** begin DATA PROVIDED **
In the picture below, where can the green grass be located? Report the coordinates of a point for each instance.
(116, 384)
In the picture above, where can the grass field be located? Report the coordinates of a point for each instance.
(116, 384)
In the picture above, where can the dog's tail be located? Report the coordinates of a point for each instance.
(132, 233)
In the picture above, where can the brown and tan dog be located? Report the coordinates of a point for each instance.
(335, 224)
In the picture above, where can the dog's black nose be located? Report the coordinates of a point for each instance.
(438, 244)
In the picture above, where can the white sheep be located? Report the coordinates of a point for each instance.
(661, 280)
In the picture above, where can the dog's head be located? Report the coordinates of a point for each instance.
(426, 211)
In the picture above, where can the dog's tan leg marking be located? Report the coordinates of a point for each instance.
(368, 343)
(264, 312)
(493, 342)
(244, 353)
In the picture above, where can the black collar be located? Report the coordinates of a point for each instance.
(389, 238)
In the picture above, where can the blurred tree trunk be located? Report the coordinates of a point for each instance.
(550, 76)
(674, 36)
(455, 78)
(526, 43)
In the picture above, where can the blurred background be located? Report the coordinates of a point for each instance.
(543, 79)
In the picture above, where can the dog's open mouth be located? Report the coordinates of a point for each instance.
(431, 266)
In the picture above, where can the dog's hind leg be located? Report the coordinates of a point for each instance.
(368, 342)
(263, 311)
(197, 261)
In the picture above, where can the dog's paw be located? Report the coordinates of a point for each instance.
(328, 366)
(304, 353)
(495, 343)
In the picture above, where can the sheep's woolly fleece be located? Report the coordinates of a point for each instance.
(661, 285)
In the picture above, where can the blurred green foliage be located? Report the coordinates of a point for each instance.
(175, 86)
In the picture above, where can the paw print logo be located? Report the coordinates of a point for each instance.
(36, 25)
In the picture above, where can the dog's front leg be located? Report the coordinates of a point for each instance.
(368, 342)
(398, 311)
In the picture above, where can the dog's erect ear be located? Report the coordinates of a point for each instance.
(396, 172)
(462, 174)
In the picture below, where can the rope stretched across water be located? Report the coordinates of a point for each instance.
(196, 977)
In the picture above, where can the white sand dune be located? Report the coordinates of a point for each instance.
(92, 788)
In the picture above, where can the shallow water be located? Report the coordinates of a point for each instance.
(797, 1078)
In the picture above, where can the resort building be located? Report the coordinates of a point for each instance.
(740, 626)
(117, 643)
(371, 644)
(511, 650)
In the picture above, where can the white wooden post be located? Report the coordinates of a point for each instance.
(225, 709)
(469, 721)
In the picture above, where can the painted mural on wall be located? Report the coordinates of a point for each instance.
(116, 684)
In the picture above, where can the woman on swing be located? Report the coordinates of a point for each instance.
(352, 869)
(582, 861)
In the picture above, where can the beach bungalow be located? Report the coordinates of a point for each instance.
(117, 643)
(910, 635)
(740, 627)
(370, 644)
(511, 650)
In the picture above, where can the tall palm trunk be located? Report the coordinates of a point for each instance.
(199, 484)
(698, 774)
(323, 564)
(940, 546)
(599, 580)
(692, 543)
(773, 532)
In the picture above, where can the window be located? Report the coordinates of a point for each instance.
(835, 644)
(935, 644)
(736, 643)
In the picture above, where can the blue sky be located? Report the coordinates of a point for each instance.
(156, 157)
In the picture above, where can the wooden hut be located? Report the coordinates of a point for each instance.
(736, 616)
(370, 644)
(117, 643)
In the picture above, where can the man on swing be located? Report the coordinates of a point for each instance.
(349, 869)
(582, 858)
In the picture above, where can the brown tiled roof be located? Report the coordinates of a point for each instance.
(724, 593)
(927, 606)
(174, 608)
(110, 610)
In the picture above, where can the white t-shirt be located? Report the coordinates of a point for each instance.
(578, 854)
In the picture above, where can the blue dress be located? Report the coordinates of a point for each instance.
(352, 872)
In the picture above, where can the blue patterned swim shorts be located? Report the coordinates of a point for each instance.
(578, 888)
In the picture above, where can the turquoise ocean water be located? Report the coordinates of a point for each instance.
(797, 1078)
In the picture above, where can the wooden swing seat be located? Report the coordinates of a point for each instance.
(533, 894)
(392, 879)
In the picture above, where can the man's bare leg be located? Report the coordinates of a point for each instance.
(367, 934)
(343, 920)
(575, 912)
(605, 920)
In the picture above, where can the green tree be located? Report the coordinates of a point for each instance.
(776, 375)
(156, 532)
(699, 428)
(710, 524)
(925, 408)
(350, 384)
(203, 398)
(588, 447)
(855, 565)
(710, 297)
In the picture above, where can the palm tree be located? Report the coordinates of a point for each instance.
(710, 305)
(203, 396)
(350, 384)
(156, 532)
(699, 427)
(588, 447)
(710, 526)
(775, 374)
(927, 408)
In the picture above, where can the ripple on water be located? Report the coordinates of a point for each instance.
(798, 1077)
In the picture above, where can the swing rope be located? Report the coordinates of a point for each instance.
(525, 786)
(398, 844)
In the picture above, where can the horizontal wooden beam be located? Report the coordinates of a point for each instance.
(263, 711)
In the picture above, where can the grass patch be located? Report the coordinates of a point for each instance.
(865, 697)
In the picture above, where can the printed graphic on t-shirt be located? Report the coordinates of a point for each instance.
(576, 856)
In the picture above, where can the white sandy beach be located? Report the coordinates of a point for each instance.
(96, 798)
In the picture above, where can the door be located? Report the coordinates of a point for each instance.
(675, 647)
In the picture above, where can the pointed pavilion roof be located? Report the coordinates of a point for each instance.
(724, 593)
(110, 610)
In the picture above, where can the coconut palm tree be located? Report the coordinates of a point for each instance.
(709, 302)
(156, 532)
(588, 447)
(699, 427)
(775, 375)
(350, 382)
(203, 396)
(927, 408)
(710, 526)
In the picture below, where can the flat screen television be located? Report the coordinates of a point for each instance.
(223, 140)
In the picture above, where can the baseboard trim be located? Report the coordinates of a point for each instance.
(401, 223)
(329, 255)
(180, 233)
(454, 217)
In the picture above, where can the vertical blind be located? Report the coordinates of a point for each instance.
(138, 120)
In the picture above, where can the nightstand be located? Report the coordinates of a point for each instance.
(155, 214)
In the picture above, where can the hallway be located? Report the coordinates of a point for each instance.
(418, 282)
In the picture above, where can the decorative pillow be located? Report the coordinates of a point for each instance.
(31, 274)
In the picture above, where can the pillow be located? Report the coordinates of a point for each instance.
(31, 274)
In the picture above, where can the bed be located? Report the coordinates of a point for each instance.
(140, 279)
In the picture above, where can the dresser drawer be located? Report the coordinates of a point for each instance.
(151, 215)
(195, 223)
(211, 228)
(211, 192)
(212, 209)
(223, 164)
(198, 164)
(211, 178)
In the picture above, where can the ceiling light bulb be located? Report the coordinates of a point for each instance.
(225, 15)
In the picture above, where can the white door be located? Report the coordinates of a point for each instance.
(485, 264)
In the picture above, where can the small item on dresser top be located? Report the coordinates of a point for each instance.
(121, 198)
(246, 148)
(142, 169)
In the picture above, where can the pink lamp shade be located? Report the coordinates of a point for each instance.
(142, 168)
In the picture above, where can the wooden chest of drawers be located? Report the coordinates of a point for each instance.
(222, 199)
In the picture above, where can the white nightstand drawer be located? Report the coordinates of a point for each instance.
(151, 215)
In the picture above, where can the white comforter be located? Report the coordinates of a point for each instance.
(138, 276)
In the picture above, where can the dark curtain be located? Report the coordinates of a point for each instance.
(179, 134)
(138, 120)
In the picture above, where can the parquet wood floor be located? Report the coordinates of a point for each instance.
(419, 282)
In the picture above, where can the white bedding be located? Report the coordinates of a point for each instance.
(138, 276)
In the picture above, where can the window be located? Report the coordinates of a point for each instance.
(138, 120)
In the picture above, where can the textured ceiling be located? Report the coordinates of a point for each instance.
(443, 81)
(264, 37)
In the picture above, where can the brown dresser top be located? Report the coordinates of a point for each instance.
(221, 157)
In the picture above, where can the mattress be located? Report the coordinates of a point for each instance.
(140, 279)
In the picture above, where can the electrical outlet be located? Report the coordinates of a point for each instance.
** end DATA PROVIDED **
(REQUIREMENT): Reproduce the listing above exactly from the line containing "In the picture above, where can the white bedding" through its last line, with both of those lines included.

(WORKED ANSWER):
In the picture above, where can the white bedding be located? Report the coordinates of a point for each instance.
(138, 276)
In the picture above, where can the window be located? Report the coordinates of a point for each instance.
(138, 120)
In the picture above, where can the textured ceiling be located? Report the coordinates of a point for each instance.
(443, 81)
(264, 37)
In the picture above, where can the brown dresser top be located? Report the coordinates of a point for each instance.
(221, 157)
In the picture above, where can the mattress be located? Report the coordinates of a point for each instance.
(140, 279)
In the picture above, where can the electrical outlet be located? Report the coordinates of a point for each instance.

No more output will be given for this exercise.